> _Description of the task_
Continue the Ganeti IP pool design discussion, starting right after its final sentence.

Yes. The gateway will be optional just like it currently is. The use case is
private networks that do not have a default route.

> > +
> > +**subnet**: A subnet is the above L3 info plus some additional information
> > +(see below).
> > +
> > +**ip**: A valid IP should reside in a network's subnet, and should not
> > +be used by more than one instance. An IP can be either obtained dynamically
> > +from a pool or requested explicitly from a subnet (or a pool).
> > +
> > +**range**: Sequential IPs inside one subnet calculated either from the
> > +first IP and a size (e.g. start=192.0.2.10, size=10) or the first IP and
> > +the last IP (e.g. start=192.0.2.10, end=192.0.2.19). A single IP can
> > +also be thought of as an IP range with size=1 (see configuration
> > +changes).
> > +
> > +**reservations**: All IPs that are used by instances in the cluster at
> > +any time.
> > +
> > +**external reservations**: All IPs that are supposed to be reserved
> > +by the admin for either some external component or specific instances.
> > +If one instance requests an external IP explicitly (ip=192.0.2.100),
> > +Ganeti will allow the operation only if ``--force`` is given. Still, the
> > +admin can externally reserve an IP that is already in use by an
> > +instance, as happens now. This helps to reserve an IP for future use and
> > +at the same time prevent any possible race between the instance that
> > +releases this IP and another that tries to retrieve it.
> > +
> > +**pool**: A (range, reservations, name) tuple from which instances can
> > +dynamically obtain an IP. Reservations is a bitarray with
> > +length the size of the range, and is needed so that we know which IPs
> > +are available at any time without querying all instances. The use of
> > +name is explained below. A subnet can have multiple pools.

> _Given data_
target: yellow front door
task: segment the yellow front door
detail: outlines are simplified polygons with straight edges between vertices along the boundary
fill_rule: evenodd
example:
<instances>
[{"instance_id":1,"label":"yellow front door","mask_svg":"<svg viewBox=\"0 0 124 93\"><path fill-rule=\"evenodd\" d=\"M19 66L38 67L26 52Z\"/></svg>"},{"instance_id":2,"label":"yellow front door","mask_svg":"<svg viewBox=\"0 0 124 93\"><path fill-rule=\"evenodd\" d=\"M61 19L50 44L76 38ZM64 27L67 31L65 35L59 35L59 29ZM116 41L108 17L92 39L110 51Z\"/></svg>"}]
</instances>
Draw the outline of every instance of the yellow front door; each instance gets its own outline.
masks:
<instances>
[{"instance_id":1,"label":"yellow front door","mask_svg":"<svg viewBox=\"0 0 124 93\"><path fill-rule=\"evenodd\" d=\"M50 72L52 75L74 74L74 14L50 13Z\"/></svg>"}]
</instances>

> _Reply to the exercise_
> > +
> > +
> > +Split L2 from L3
> > +++++++++++++++++
> > +
> > +Currently networks in Ganeti do not separate L2 from L3. This means
> > +that one cannot use L2 only networks. The reason is because the CIDR
> > +(passed currently with the ``--network`` option) and the derived IP pool
> > +are mandatory. This design makes L3 info optional. This way we can have
> > +an L2 only network just by connecting a Ganeti network to a nodegroup
> > +with the desired `mode` and `link`. Then one could add one or more subnets
> > +to the existing network.
> > +
> > +
> > +Multiple Subnets per Network
> > +++++++++++++++++++++++++++++
> > +
> > +Currently the IPv4 CIDR is mandatory for a network. Also a network can
> > +obtain at most one IPv4 CIDR and one IPv6 CIDR. These restrictions will
> > +be lifted.
> > +
> > +This design doc introduces support for multiple subnets per network. The
> > +L3 info will be moved inside the subnet. A subnet will have a `name` and
> > +a `uuid` just like NIC and Disk config objects. Additionally it will 
> > contain
> > +the `dhcp` flag which is explained below, and the `pools` and `external`
> > +fields which are mentioned in the next section. Only the `cidr` will be
> > +mandatory.
> > +
> > +Any subnet related actions will be done via the new ``--subnet`` option.
> > +Its syntax will be similar to ``--net``.
> > +
> > +The network's subnets must not overlap with each other. Logic will
> > +validate any operations related to reserving/releasing of IPs and check
> > +whether a requested IP is included inside one of the network's subnets.
> > +Just like currently, the L3 info will be exported to NIC configuration
> > +hooks and scripts as environment variables. The example below adds
> > +subnets to a network:
> > +
> > +::
> > +
> > +  gnt-network modify --subnet 
> > add:cidr=10.0.0.0/24,gateway=10.0.0.1,dhcp=true net1
> > +  gnt-network modify --subnet add:cidr=2001::/64,gateway=2001::1,dhcp=true 
> > net1
> > +
> > +To remove a subnet from a network one should use:
> > +
> > +::
> > +
> > +  gnt-network modify --subnet some-ident:remove network1
> > +
> > +where some-ident can be either a CIDR, a name or a UUID. Ganeti will
> > +allow this operation only if no instances use IPs from this subnet.
> > +
> > +Since DHCP is allowed only for a single CIDR on the same cable, the
> > +subnet must have a `dhcp` flag. Logic must not allow more that one
> > +subnets of the same version in the same network to have dhcp enabled. To
> > +modify a subnet's name or dhcp flag one could use:
> > +
> > +::
> > +
> > +  gnt-network modify --subnet some-ident:modify,dhcp=false,name=foo 
> > network1
> > +
> > +This would search for a registered subnet that matches the identifier,
> > +disable DHCP on it and change its name. If ``dhcp=true`` is passed,
> > +logic will first check if another subnet of the same version has dhcp
> > +enabled.
> 
> Could you please help me understand what 'subnet of the same version'
> means?  I am not familiar with this terminology.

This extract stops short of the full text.